_THE RECORDS:_
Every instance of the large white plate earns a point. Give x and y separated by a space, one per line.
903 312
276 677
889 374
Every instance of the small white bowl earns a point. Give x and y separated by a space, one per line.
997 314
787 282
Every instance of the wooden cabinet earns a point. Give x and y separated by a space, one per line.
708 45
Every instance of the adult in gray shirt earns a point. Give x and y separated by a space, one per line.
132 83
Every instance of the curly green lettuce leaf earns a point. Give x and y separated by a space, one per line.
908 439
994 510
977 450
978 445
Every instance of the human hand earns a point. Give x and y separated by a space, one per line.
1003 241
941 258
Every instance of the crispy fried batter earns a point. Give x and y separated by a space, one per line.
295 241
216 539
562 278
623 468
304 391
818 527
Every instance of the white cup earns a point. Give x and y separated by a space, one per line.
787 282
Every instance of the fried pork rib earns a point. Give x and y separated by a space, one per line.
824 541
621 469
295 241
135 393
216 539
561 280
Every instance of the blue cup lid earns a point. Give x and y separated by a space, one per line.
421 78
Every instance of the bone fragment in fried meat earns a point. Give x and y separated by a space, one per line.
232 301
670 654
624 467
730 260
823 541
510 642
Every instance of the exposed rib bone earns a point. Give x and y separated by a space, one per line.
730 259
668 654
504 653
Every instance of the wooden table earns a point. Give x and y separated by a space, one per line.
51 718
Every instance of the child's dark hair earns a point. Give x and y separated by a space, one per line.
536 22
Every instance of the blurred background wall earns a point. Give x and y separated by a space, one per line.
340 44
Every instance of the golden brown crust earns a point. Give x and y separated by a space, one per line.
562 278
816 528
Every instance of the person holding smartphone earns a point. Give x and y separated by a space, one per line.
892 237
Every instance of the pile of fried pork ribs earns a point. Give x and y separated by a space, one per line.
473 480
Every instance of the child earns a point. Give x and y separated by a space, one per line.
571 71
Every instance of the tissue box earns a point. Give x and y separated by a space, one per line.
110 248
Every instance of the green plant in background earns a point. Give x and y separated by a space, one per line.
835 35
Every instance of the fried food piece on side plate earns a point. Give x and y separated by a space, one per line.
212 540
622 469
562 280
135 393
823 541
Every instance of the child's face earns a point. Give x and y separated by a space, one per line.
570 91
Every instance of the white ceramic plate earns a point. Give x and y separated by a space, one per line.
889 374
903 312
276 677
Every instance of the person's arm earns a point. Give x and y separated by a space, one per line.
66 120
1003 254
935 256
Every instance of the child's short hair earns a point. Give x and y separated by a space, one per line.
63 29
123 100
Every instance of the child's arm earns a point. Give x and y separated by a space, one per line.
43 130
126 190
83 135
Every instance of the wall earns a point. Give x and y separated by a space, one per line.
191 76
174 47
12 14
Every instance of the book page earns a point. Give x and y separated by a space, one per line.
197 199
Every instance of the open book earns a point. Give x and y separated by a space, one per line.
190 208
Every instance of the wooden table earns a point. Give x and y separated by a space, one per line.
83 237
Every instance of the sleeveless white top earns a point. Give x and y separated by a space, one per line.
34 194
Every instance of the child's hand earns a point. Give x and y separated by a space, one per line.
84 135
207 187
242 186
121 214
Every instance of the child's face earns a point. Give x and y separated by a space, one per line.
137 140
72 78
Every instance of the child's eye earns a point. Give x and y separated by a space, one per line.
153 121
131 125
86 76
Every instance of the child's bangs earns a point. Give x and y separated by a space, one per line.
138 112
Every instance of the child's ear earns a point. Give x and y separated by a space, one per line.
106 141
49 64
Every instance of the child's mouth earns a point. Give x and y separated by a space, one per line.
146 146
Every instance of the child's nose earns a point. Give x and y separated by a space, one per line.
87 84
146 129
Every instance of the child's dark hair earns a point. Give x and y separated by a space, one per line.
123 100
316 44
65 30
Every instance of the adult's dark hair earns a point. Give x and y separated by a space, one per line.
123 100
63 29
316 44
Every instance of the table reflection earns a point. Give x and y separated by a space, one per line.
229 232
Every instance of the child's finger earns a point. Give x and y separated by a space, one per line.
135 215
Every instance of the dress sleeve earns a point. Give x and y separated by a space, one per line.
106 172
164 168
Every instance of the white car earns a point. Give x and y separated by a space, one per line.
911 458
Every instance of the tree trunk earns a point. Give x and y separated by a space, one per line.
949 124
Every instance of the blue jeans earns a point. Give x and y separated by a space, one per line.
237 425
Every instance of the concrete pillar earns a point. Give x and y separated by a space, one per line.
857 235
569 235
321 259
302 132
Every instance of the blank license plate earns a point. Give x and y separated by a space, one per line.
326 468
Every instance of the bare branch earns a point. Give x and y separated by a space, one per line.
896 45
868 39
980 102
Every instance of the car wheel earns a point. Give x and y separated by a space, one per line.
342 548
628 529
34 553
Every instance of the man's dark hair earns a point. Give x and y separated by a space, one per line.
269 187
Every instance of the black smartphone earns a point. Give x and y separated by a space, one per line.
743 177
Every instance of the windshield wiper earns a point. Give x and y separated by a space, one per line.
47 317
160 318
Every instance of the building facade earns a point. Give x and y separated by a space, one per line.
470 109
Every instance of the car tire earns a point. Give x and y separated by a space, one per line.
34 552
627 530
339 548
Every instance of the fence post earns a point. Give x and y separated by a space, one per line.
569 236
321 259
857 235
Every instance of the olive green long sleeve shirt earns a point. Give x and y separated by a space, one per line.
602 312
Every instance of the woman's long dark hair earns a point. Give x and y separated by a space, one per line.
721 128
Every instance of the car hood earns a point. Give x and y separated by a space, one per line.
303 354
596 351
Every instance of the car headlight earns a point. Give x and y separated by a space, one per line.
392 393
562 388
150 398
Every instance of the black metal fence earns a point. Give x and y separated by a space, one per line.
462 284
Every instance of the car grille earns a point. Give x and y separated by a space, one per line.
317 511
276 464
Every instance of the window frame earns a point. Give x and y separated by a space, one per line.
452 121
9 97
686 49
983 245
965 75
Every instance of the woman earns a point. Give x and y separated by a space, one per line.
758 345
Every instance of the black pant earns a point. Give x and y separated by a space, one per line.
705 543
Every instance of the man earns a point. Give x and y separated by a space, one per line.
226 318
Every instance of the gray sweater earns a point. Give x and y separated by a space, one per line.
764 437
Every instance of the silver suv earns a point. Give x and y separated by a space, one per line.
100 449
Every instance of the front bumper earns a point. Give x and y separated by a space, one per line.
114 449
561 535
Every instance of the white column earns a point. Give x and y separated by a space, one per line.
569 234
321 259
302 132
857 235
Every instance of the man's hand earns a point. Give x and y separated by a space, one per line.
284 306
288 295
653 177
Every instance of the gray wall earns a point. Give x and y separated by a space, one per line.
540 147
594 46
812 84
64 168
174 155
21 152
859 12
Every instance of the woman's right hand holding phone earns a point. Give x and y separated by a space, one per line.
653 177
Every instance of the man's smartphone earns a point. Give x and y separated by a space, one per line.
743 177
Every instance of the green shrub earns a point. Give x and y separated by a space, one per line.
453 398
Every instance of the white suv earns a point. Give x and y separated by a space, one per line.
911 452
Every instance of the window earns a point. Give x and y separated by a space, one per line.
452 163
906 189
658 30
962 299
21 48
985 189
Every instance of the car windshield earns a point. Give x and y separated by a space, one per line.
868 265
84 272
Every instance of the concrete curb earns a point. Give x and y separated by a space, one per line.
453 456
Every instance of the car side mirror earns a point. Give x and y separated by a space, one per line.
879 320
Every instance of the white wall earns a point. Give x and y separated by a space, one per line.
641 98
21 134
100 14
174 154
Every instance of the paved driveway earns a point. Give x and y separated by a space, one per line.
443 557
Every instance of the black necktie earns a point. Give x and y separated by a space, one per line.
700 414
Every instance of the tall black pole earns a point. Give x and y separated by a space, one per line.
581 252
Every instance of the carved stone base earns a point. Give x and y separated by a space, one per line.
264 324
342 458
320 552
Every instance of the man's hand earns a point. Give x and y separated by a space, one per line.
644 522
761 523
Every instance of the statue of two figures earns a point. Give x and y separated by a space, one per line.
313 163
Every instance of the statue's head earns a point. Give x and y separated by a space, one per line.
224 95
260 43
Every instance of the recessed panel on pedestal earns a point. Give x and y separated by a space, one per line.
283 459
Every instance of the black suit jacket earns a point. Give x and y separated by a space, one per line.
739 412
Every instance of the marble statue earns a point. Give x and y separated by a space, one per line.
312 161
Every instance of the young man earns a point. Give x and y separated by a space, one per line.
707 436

_EXERCISE AIM:_ Starting at the line containing "Every instance of the statue's" and ending at the last line of the listing, rewrite those lines with "black suit jacket" swapped for "dark suit jacket" and nothing else changed.

_WRITTEN ANSWER:_
Every instance of the statue's head earns a point. Give x and y separated by a space, one per line.
224 95
260 43
Every instance of the recessed panel on pedestal earns a point. Give x and y separated by a space, one per line.
283 459
Every instance of the dark suit jacket earns a point. Give x and y separated by a space, one per line.
739 412
Every instance of the marble statue earns a point. Give x and y separated by a space, one per line.
312 161
Every instance of the young man earns a point. Give x and y separated by a space, one per line.
707 436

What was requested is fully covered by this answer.